→ **Work order**
In the article on CBD for pets, turn the paragraph beginning "In 2018, a study conducted by Colorado State University" into a short bulleted list that keeps its main findings.

→ **Selected extract**
People love their pets. From specially designed baby strollers to handcrafted organic food, there is not anything that pet owners would not do to ensure their pet’s health and happiness. It is only natural, given the rise of cannabidiol (CBD) as a health and wellness product, that people would turn to the substance as a possible aid for their pets.
In 2018 alone, consumers spent $48 million on hemp-derived CBD for their pets. The Hemp Business Journal estimates that by 2022 that total will grow to $298 million. CBD for pets represents a multimillion-dollar industry, but is it actually effective, or are people just buying into a new health craze?
While some might dismiss the idea out of hand, there is a small but growing body of evidence to support that CBD may benefit animals as much as it does for humans. Cannabinoid receptors are common among most animals, including mammals, birds, fish, reptiles, and even invertebrates. Thus far, the vast majority of scientific studies examining the effect of CBD on animals have focused on dogs and mice, toward positive results.
In 2018, a study conducted by Colorado State University found that CBD could help reduce seizures in dogs. A Cornell University study found that 2 milligrams of CBD per pet’s weight in kilograms given twice daily could help increase comfort and activity in dogs suffering from osteoarthritis. CBD may also help improve survival rates of mice with pancreatic cancer, according to a study published in the journal Oncogene.
Nevertheless, such anecdotal evidence notwithstanding, pet owners are advised to exercise caution and consult with a veterinarian before buying Fido any CBD oil online or from a retail shop. In the absence of any federal guidance, the CBD industry is loosely and unevenly regulated, and there is no guarantee that unsubstantiated CBD is free from contaminants (or even that it indeed contains CBD).
Earlier this year, NBC News investigated 35 CBD products from seven different companies and had them tested at an independent laboratory. Among those samples, 20 (57%) had less than half the amount of CBD advertised on the products’ packaging.
So, what to trust? Though not every CBD company shares their lab results, several pet-focused, hemp-CBD companies do.
King Kanine is a popular brand which offers CBD products for cats and dogs. While it is not prominently displayed, the company’s website features a page where consumers can view test results for several of the company’s leading products.
Pet Releaf also allows customers to view lab results by product type, though not for individual products. Honest Paws is one of the best pet-focused CBD companies when it comes to transparency: Consumers can scan a QR code on the product packaging, or search for an individual product and view its certificate of analysis (similar to many of the top hemp-derived CBD products on the market for human use).
Pressure is mounting on the U.S. Food and Drug Administration (FDA) to clarify policies for regulating CBD, and the continued growth of both the pet-focused and the broader CBD markets will largely depend on what the FDA decides over the next three to 12 months.
Last month, former FDA Commissioner Scott Gottlieb was asked about it during a House hearing about the FDA’s budget, but he was vague about specifics, other than noting that CBD posed novel questions since (during federal prohibition) it was never previously allowed into the food supply.
As quoted by The Hill newspaper, Gottlieb said “There was an intent to provide a regulatory pathway that allowed for lawful marketing of products derived from hemp, including CBD. So, we’re trying to work expeditiously to create a pathway… We don’t have a really modern proxy for where this has happened [but] that doesn’t mean we can’t create such a framework.”
The FDA is slated to hold its first public hearing about CBD uses on May 31.

→ **Data for analysis**

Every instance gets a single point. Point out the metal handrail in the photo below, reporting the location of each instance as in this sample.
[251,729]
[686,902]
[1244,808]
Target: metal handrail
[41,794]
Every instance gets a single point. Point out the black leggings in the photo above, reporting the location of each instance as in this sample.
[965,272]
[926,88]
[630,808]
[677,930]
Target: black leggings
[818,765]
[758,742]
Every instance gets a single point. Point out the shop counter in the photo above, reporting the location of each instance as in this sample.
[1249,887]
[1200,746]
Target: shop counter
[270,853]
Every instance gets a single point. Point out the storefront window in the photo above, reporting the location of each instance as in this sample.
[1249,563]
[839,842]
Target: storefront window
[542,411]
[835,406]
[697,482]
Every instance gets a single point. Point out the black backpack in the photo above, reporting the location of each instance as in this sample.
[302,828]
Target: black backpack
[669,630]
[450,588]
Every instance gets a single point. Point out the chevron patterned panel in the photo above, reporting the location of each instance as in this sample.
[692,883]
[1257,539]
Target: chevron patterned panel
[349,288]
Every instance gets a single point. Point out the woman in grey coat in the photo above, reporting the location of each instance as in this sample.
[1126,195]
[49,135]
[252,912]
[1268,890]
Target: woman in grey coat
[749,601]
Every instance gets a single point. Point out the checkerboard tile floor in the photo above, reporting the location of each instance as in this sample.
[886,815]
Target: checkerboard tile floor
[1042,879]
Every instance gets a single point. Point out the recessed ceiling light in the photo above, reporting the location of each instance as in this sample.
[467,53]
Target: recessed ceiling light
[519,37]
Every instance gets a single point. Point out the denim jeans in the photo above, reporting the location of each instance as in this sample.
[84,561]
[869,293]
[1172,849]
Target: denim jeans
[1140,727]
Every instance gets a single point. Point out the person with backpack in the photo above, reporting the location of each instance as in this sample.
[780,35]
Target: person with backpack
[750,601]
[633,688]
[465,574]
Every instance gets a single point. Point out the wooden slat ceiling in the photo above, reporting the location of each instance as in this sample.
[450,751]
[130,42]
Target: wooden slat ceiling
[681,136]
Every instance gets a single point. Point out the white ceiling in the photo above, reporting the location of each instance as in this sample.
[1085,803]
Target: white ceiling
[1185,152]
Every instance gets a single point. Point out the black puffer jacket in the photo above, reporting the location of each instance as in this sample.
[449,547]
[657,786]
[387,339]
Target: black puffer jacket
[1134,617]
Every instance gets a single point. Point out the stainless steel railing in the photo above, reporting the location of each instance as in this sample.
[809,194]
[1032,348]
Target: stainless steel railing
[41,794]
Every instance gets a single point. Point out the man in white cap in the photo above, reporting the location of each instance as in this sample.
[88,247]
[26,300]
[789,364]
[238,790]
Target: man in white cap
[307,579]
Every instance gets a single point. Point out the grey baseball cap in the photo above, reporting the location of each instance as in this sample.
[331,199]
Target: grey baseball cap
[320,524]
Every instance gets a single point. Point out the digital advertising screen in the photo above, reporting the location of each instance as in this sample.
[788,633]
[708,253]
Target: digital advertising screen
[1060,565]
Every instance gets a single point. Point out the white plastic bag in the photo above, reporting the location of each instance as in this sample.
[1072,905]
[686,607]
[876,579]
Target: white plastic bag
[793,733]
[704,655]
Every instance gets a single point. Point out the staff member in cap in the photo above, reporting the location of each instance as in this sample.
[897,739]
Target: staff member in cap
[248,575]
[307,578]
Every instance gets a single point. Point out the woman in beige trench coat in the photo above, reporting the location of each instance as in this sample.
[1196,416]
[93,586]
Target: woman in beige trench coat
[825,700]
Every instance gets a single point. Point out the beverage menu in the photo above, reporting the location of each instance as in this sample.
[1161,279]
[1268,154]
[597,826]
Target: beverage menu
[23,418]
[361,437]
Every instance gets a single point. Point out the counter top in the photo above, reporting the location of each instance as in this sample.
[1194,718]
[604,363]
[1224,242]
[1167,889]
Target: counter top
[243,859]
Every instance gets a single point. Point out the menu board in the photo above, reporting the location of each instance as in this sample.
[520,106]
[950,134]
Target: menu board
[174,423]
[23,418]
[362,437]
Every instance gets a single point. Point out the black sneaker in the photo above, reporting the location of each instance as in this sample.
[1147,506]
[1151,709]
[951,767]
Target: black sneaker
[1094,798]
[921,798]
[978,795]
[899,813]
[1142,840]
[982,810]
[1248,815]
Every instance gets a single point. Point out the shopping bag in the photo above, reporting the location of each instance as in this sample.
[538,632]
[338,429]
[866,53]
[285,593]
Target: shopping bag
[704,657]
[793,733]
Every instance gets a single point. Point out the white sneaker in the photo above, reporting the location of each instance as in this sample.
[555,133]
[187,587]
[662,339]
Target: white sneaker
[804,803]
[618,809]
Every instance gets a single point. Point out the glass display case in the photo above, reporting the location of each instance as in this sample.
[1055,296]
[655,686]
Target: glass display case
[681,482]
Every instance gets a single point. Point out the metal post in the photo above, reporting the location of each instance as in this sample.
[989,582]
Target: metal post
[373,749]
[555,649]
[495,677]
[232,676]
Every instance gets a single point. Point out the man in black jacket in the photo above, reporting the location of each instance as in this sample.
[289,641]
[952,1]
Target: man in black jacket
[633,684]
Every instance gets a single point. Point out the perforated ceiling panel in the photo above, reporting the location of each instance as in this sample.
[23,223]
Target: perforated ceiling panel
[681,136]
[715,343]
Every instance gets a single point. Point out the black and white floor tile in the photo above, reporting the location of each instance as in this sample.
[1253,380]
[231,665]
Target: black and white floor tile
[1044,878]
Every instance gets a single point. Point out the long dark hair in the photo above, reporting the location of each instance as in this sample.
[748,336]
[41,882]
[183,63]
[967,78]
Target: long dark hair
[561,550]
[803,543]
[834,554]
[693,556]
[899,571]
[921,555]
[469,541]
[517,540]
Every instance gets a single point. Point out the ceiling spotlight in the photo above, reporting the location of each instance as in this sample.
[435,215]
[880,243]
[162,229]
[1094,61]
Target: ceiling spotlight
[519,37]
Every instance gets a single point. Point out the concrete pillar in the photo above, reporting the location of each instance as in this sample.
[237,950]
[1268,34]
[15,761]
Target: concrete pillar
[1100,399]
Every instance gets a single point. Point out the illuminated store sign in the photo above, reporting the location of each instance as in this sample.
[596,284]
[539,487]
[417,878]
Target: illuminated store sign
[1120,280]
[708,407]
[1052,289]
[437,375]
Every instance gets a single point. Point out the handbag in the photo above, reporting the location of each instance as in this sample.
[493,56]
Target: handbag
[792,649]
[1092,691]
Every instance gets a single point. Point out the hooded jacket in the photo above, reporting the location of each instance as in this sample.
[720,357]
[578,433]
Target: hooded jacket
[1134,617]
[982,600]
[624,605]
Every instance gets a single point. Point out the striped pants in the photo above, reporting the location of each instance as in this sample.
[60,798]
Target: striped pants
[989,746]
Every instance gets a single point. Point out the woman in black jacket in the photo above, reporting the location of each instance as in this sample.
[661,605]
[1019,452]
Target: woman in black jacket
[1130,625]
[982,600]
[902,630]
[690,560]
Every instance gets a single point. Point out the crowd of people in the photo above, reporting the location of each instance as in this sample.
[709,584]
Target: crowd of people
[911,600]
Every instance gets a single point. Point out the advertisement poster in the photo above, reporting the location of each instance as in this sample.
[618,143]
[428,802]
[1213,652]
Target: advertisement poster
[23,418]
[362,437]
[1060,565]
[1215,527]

→ **Response**
- Colorado State University (2018): CBD could help reduce seizures in dogs.
- Cornell University: 2 milligrams of CBD per kilogram of the pet's weight, given twice daily, could help increase comfort and activity in dogs with osteoarthritis.
- Study in the journal Oncogene: CBD may help improve survival rates of mice with pancreatic cancer.